====== Stored data

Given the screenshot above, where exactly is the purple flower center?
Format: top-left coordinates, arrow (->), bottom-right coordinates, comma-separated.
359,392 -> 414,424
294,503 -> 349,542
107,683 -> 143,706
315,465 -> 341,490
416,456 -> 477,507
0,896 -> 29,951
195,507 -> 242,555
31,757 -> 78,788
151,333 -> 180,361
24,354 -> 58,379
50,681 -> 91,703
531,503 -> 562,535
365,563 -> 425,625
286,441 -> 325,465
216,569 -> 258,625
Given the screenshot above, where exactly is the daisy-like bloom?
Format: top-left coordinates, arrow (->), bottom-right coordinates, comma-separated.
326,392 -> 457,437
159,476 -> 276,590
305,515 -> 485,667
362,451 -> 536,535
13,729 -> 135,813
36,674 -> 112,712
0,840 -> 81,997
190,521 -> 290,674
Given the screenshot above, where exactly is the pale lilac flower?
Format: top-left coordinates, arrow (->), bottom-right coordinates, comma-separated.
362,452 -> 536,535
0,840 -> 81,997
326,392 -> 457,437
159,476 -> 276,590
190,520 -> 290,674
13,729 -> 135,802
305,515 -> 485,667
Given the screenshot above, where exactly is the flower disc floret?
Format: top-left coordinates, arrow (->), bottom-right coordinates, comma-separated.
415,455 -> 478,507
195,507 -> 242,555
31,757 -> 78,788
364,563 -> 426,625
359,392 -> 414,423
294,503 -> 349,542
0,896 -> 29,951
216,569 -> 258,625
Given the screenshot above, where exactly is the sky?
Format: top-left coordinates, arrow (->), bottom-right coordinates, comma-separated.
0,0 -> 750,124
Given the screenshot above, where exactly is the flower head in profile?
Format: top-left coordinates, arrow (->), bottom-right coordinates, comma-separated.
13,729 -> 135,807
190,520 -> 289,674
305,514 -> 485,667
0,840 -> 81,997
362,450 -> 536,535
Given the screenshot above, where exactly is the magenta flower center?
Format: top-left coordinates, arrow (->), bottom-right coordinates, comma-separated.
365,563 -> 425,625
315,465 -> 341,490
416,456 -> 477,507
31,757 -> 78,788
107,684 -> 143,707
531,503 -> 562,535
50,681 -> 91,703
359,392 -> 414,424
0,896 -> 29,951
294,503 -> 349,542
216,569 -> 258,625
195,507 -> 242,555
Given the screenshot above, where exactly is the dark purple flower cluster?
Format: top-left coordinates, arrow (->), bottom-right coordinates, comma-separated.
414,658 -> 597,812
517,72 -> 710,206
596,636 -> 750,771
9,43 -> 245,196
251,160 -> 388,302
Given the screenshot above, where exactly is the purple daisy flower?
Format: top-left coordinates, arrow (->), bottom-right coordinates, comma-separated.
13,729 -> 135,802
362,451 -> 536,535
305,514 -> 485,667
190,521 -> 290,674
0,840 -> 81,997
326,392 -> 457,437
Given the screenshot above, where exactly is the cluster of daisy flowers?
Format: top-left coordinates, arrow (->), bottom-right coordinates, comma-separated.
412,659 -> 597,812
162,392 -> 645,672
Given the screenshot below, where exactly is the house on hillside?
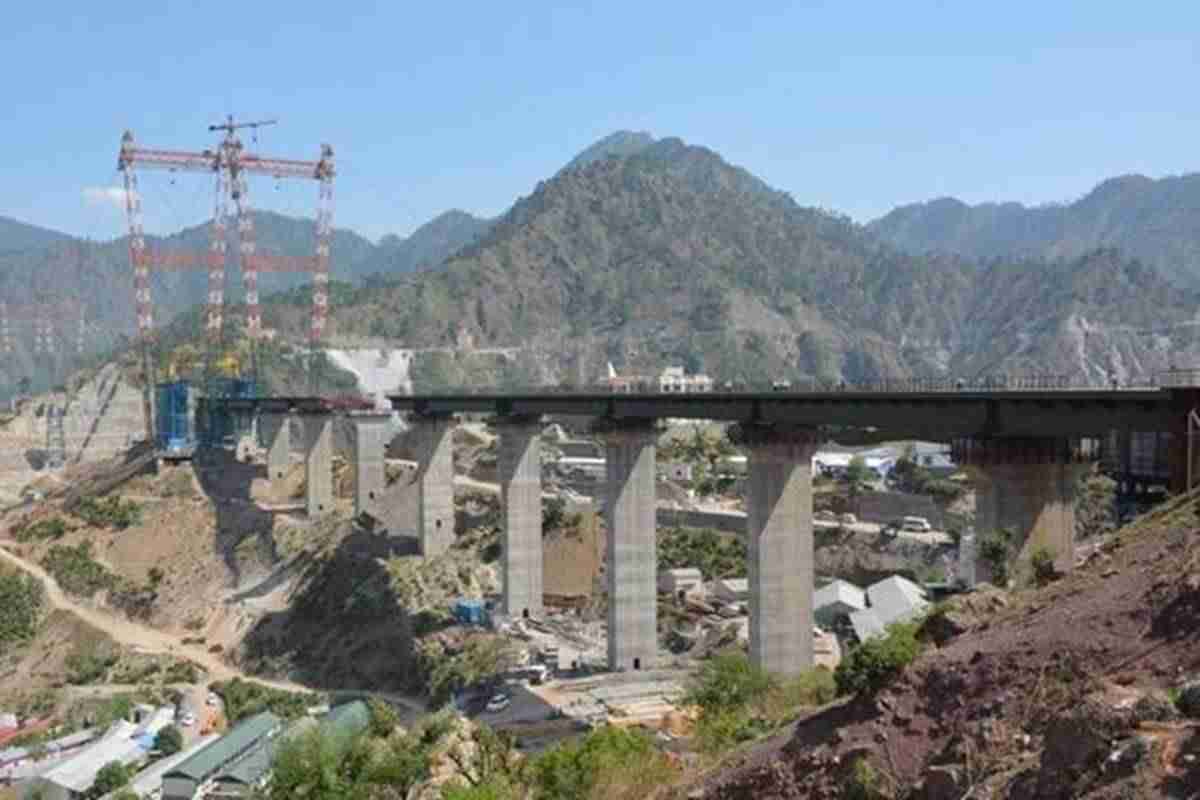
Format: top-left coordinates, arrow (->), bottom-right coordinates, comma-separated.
205,700 -> 371,800
162,711 -> 283,800
812,578 -> 866,631
20,708 -> 174,800
659,566 -> 704,597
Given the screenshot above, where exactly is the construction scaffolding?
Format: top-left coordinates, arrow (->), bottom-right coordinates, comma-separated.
118,115 -> 335,440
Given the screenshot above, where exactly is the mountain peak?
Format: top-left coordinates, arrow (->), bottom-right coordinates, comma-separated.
564,131 -> 654,169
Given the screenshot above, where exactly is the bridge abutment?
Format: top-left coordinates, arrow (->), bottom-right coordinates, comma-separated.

============

__Exercise__.
Please extract every line above that contains the string "daisy". Case matters.

__Right answer__.
Given the screenshot above, where exactly is the daisy-like bloom?
Given the screenshot above, where exactly is the purple daisy flower?
Given the screenshot above, where exactly is the cluster of daisy flowers?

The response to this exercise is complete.